**Required work**.
Give every line below again, exactly.

[Dataset rows on where objects appear]
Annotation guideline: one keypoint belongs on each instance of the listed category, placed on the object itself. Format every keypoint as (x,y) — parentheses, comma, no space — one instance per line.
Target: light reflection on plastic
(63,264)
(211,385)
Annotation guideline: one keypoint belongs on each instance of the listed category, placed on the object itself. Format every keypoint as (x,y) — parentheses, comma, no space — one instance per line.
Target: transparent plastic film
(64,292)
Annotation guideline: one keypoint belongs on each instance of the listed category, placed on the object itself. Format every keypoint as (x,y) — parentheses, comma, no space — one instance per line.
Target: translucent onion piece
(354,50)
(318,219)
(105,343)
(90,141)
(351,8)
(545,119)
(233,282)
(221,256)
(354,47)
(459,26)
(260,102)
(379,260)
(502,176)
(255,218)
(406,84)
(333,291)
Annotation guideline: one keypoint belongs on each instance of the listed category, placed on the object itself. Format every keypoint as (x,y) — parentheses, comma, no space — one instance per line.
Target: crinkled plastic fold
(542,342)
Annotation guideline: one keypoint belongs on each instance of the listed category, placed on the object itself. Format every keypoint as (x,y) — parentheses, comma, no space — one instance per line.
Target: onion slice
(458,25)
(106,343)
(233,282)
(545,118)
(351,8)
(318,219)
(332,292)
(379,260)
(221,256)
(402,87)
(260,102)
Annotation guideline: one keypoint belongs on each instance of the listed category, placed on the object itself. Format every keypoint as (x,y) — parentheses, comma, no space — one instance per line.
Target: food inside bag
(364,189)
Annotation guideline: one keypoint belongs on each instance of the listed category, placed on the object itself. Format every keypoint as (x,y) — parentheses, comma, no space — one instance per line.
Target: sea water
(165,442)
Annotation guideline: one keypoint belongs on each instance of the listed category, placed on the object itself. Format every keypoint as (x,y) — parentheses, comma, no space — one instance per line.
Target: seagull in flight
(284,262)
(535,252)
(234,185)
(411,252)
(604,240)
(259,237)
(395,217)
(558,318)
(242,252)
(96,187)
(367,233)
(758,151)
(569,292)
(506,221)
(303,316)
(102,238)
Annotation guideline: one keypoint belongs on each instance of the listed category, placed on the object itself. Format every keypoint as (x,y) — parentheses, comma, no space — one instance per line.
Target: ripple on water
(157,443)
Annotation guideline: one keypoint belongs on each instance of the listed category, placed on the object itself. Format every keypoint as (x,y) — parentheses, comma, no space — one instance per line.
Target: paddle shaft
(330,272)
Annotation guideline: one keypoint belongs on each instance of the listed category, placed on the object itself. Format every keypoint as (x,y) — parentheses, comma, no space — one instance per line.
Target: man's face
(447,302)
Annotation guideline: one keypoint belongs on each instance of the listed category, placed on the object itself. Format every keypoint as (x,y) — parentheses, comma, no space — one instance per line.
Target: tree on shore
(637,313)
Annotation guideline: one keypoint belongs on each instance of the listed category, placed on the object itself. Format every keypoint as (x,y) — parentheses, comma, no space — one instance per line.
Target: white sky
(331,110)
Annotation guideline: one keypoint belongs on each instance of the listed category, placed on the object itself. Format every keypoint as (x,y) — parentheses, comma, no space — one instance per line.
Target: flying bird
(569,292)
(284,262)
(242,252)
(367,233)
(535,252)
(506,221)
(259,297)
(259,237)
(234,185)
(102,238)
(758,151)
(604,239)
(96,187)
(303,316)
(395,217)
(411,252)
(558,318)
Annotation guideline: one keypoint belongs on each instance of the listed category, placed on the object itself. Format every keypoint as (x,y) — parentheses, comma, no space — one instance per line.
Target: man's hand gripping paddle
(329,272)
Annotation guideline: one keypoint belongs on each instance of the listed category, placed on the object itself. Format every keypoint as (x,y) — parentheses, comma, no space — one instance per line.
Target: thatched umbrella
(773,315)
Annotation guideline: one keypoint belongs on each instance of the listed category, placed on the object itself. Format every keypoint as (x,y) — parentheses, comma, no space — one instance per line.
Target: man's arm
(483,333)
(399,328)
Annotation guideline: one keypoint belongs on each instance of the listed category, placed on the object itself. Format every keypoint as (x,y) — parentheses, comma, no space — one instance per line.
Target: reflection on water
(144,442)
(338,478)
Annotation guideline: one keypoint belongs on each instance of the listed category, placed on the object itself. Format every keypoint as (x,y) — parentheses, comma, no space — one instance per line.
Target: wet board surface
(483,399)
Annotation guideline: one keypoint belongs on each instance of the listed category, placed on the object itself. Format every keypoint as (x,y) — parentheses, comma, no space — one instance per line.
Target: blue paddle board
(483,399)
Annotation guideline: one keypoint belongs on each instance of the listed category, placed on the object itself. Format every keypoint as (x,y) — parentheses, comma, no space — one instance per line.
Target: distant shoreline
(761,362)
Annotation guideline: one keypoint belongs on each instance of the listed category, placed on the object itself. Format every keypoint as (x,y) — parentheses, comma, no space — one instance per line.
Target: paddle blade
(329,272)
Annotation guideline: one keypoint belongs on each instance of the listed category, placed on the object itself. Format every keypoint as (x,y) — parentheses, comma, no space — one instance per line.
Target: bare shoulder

**The reply**.
Annotation guideline: one keypoint belongs on each instance of the listed category, placed on the object itself. Format every keypoint as (x,y) — parentheses, comma, no space — one instance per line.
Target: light reflection on plastic
(63,264)
(211,385)
Annotation guideline: one keypoint belongs on each instance of the listed category, placed on the object itself. Format every keypoint as (x,y) — parentheses, comma, no space — one instance per line.
Target: transparent plastic film
(64,292)
Annotation guideline: one keypoint belongs on each instance of the listed category, placed on the object itself. Format every keypoint as (x,y) — parentheses, comma, no space — one instance per line.
Target: translucent onion piece
(354,50)
(318,219)
(105,343)
(90,141)
(351,8)
(545,119)
(233,282)
(221,256)
(354,47)
(459,26)
(260,102)
(379,260)
(502,176)
(255,218)
(406,84)
(333,291)
Annotation guideline: one keypoint belongs on each instance of the listed category, placed on the object itself. Format every keypoint as (x,y) — parentheses, comma, no space — one instance per line.
Target: crinkled plastic fold
(542,342)
Annotation guideline: one keypoint belongs on each instance of the listed category, placed on the object itself. Format every keypoint as (x,y) — parentheses, comma, no space — one instance per line.
Target: onion slice
(458,25)
(106,343)
(233,282)
(545,118)
(351,8)
(318,219)
(332,292)
(379,260)
(221,256)
(402,87)
(260,102)
Annotation guideline: one keypoint belongs on each instance of the listed category, placed on the object itself. Format every keypoint as (x,y) — parentheses, comma, no space — one instance per line.
Target: food inside bag
(364,189)
Annotation guideline: one keypoint belongs on each instance of the listed category, placed on the object itself. Format every keypoint as (x,y) — parentheses, comma, no space — one instance per line.
Target: sea water
(165,442)
Annotation guideline: one keypoint belongs on each instance of the listed category, placed on the object itself. Format every keypoint as (x,y) — parentheses, comma, no space — one instance per line.
Target: seagull in flight
(284,262)
(535,252)
(234,185)
(411,252)
(604,240)
(259,237)
(395,217)
(558,318)
(242,252)
(96,187)
(367,233)
(758,151)
(569,292)
(506,221)
(303,316)
(102,238)
Annotation guideline: one keypoint belongs on each instance of the listed category, placed on the object itself. Format every keypoint as (x,y) — parentheses, comma, no space — one instance per line.
Target: ripple on water
(157,443)
Annotation guideline: one keypoint belongs on each instance of the listed category, placed on the object itself. Format every keypoint as (x,y) — parentheses, comma, no space — one instance per line.
Target: paddle shaft
(330,272)
Annotation guideline: one keypoint belongs on each instance of the listed category, placed on the object itself. Format every keypoint as (x,y) — parentheses, comma, no space — one instance per line.
Target: man's face
(447,302)
Annotation guideline: one keypoint belongs on each instance of the listed category, placed on the object itself. Format every keypoint as (x,y) — parentheses, comma, no space — one instance per line.
Target: tree on shore
(637,313)
Annotation guideline: one keypoint belongs on each instance of the listed category, placed on the object itself. Format every keypoint as (x,y) — parentheses, comma, no space — one instance per line.
Target: white sky
(331,110)
Annotation guideline: one keypoint belongs on each instance of the listed category, placed on the object itself. Format every keypoint as (x,y) — parentheses, comma, no space — one instance per line.
Target: flying bird
(569,292)
(284,262)
(242,252)
(367,233)
(535,252)
(506,221)
(259,297)
(259,237)
(234,185)
(102,238)
(758,151)
(604,239)
(96,187)
(303,316)
(395,217)
(411,252)
(558,318)
Annotation guideline: one keypoint belongs on each instance of the listed category, placed on the object itself. Format every keypoint as (x,y) — parentheses, comma, no space — one instance per line.
Target: man's hand gripping paddle
(329,272)
Annotation guideline: one keypoint belongs on each instance of the listed category, placed on the object itself. Format every keypoint as (x,y) — parentheses, comma, no space — one instance per line.
Target: thatched umbrella
(773,315)
Annotation guideline: one keypoint belongs on each instance of the listed category, placed on the object itself. Format every keypoint as (x,y) — parentheses, comma, no space — one instance per line.
Target: man's arm
(483,333)
(399,328)
Annotation guideline: one keypoint belongs on each instance of the listed category, placed on the object itself. Format every keypoint as (x,y) — parentheses, comma, no space — one instance per line.
Target: reflection on water
(144,442)
(338,478)
Annotation guideline: one keypoint belongs on each instance of the listed category, placed on the object itself. Format every keypoint as (x,y) — parentheses, comma, no space — one instance per line.
Target: wet board surface
(483,399)
Annotation guideline: one keypoint belongs on each instance of the listed category, placed on the object itself. Format every keypoint as (x,y) — parentheses, comma, no space — one instance per line.
Target: blue paddle board
(483,399)
Annotation guideline: one keypoint belongs on each instance of the listed category, placed on the object itself. Format every keypoint as (x,y) — parentheses, comma, no space — one instance per line.
Target: distant shoreline
(761,362)
Annotation guideline: one keypoint belongs on each instance of the listed category, placed on the object itself. Format every keypoint as (x,y) — parentheses, comma, no space — one instance per line.
Target: paddle blade
(329,272)
Annotation guideline: one keypoint belongs on each instance of the listed category, placed on the object itself. Format every keypoint as (x,y) — parentheses, comma, no space — one instance per line.
Target: bare shoulder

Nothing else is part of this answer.